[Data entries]
● ● ● ● ● ● ●

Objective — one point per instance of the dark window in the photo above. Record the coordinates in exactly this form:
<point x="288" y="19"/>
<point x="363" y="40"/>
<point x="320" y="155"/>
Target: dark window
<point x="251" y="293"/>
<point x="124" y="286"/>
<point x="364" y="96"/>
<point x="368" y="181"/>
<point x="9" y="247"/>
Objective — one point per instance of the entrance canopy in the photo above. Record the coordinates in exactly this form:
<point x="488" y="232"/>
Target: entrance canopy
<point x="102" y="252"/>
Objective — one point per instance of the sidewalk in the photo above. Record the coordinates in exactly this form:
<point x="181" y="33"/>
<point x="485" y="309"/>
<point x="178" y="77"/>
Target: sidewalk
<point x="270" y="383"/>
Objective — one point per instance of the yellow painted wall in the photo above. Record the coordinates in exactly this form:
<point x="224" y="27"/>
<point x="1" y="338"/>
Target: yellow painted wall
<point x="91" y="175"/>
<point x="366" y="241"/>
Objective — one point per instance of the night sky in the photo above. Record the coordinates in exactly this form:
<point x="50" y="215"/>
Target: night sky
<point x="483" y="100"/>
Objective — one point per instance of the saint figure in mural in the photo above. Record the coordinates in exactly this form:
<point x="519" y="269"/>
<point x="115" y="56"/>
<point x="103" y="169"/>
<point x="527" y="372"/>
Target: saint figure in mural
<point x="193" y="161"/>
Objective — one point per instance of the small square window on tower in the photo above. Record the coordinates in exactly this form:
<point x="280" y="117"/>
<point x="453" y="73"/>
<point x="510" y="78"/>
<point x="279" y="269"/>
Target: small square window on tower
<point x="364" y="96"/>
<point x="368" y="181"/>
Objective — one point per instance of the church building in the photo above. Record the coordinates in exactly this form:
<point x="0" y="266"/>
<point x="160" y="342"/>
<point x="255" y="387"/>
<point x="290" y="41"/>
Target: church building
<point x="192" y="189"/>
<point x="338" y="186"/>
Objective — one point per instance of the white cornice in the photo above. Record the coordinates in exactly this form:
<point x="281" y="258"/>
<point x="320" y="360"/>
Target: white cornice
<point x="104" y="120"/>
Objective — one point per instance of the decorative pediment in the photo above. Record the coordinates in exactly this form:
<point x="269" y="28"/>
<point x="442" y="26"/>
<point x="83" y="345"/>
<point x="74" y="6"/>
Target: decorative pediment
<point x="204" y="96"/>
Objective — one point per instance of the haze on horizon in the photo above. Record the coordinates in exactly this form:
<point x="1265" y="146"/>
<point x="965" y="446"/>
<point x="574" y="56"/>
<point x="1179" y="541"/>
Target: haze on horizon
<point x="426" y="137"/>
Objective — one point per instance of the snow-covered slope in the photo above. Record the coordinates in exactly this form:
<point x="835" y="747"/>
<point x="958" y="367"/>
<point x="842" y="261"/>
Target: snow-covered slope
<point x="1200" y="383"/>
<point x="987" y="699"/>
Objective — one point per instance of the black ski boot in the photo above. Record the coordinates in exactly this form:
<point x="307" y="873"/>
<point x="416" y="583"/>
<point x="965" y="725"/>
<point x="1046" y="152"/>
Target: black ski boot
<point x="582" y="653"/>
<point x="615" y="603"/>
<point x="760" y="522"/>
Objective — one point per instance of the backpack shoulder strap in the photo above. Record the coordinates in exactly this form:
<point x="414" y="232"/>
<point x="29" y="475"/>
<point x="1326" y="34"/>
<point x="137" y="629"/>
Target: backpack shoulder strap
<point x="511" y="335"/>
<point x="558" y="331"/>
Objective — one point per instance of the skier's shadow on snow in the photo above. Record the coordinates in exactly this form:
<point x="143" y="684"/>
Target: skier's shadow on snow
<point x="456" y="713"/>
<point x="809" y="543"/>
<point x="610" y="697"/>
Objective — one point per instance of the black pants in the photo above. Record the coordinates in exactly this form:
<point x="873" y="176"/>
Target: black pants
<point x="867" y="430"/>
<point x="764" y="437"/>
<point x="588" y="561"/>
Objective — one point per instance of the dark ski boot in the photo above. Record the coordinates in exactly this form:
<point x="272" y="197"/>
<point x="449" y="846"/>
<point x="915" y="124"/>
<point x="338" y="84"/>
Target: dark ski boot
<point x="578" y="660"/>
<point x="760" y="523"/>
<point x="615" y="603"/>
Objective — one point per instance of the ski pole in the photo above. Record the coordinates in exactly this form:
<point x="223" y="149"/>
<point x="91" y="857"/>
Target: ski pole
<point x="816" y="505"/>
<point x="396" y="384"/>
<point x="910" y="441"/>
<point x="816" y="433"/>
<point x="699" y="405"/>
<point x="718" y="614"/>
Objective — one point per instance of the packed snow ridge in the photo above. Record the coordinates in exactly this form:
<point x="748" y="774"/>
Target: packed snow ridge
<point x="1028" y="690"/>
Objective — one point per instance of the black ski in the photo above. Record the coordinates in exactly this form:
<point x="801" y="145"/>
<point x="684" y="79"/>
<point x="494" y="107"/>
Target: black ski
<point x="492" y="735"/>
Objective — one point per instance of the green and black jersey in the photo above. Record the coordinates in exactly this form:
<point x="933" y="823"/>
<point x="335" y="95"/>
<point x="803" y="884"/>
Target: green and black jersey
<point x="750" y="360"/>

● ● ● ● ● ● ●

■ Exercise directions ■
Your answer must be an exact copy of all the entries.

■ Output of the exercise ■
Objective — one point per instance of the dark window in the photo above. Record the coordinates in exactly this form:
<point x="288" y="19"/>
<point x="363" y="40"/>
<point x="320" y="155"/>
Target: dark window
<point x="251" y="293"/>
<point x="124" y="286"/>
<point x="364" y="96"/>
<point x="368" y="181"/>
<point x="9" y="247"/>
Objective — one point per instance of the entrance canopy in the photo above. Record the coordinates in exactly this form:
<point x="488" y="232"/>
Target: entrance canopy
<point x="102" y="252"/>
Objective — one point per instance of the sidewalk in the photo above. Record the coordinates in exactly this form:
<point x="181" y="33"/>
<point x="485" y="309"/>
<point x="178" y="77"/>
Target: sidewalk
<point x="270" y="383"/>
Objective — one point per instance of the yellow painted wall in the photo above. Record the coordinates in exactly this form:
<point x="224" y="27"/>
<point x="1" y="338"/>
Target: yellow painted wall
<point x="91" y="175"/>
<point x="366" y="241"/>
Objective — one point per instance of the night sky in the photo above. Record the coordinates in exactly this form:
<point x="50" y="215"/>
Target: night sky
<point x="483" y="100"/>
Objective — one point per instance of the saint figure in mural in the photo above. Record the coordinates in exactly this form:
<point x="519" y="269"/>
<point x="115" y="56"/>
<point x="103" y="169"/>
<point x="527" y="372"/>
Target: saint figure in mural
<point x="193" y="161"/>
Objective — one point per instance of the small square window on tower in the photo above. Record the coordinates in exactly this form:
<point x="280" y="117"/>
<point x="453" y="73"/>
<point x="510" y="78"/>
<point x="279" y="269"/>
Target: small square window on tower
<point x="364" y="96"/>
<point x="368" y="181"/>
Objective — one point per instance of the church building in the photo above. Record the coordinates in exactly this form:
<point x="0" y="266"/>
<point x="160" y="342"/>
<point x="255" y="387"/>
<point x="290" y="41"/>
Target: church building
<point x="192" y="189"/>
<point x="338" y="186"/>
Objective — one point per instance of the white cornice in the photo above. Record the coordinates in exactly this form:
<point x="281" y="258"/>
<point x="320" y="360"/>
Target: white cornice
<point x="104" y="120"/>
Objective — one point per instance of the decorative pediment in the photo above. Record the coordinates in exactly this form:
<point x="269" y="28"/>
<point x="442" y="26"/>
<point x="83" y="345"/>
<point x="74" y="6"/>
Target: decorative pediment
<point x="204" y="96"/>
Objective — one point per instance of the haze on horizon in the photo above. Record the coordinates in exactly this form:
<point x="1265" y="146"/>
<point x="965" y="446"/>
<point x="574" y="56"/>
<point x="1179" y="541"/>
Target: haze on horizon
<point x="426" y="137"/>
Objective — one point per instance of the snow-covered slope in the photo above. Record the coordinates in exactly this form:
<point x="835" y="747"/>
<point x="958" y="367"/>
<point x="842" y="261"/>
Target: snow-covered slope
<point x="1200" y="383"/>
<point x="987" y="699"/>
Objective — one point per instance of the black ski boot in the photo above. Record the coordinates in exactly this form:
<point x="307" y="873"/>
<point x="416" y="583"/>
<point x="965" y="725"/>
<point x="1046" y="152"/>
Target: black ski boot
<point x="582" y="653"/>
<point x="615" y="603"/>
<point x="760" y="522"/>
Objective — one point per instance of the backpack shoulder strap in the photo above. Record the coordinates in exactly this form:
<point x="414" y="232"/>
<point x="29" y="475"/>
<point x="1326" y="34"/>
<point x="137" y="629"/>
Target: backpack shoulder strap
<point x="511" y="335"/>
<point x="558" y="331"/>
Objective — one point per instance of the skier's shadow on snow in the photo above. Record the coordinates in exactly this form:
<point x="143" y="684"/>
Target: skier's shadow on snow
<point x="456" y="713"/>
<point x="809" y="543"/>
<point x="610" y="697"/>
Objective — one point per instance of the black pants in the photo above. Record the coordinates in exactly this form:
<point x="873" y="176"/>
Target: black pants
<point x="867" y="430"/>
<point x="764" y="437"/>
<point x="588" y="561"/>
Objective — one point per instance of the dark ski boot in the photo above. Record the coordinates in exactly this form:
<point x="272" y="197"/>
<point x="449" y="846"/>
<point x="915" y="124"/>
<point x="338" y="84"/>
Target: dark ski boot
<point x="578" y="660"/>
<point x="760" y="523"/>
<point x="615" y="603"/>
Objective — one point per instance of the ski pole in the photo above. Record the coordinates in exactly this form:
<point x="223" y="149"/>
<point x="91" y="857"/>
Target: ski pole
<point x="816" y="505"/>
<point x="396" y="384"/>
<point x="910" y="441"/>
<point x="816" y="433"/>
<point x="699" y="405"/>
<point x="718" y="614"/>
Objective — one point per instance of the packed snow ridge in the photo above. Record the coordinates in exactly this form:
<point x="748" y="774"/>
Target: packed snow ridge
<point x="1028" y="690"/>
Objective — one point per instance of the black ski in the photo above. Record the coordinates in exactly this form:
<point x="801" y="145"/>
<point x="684" y="79"/>
<point x="494" y="107"/>
Target: black ski
<point x="492" y="735"/>
Objective — one point per instance of the green and black jersey in the photo above. Record the coordinates in exactly this form:
<point x="933" y="823"/>
<point x="335" y="95"/>
<point x="803" y="884"/>
Target: green and black jersey
<point x="750" y="360"/>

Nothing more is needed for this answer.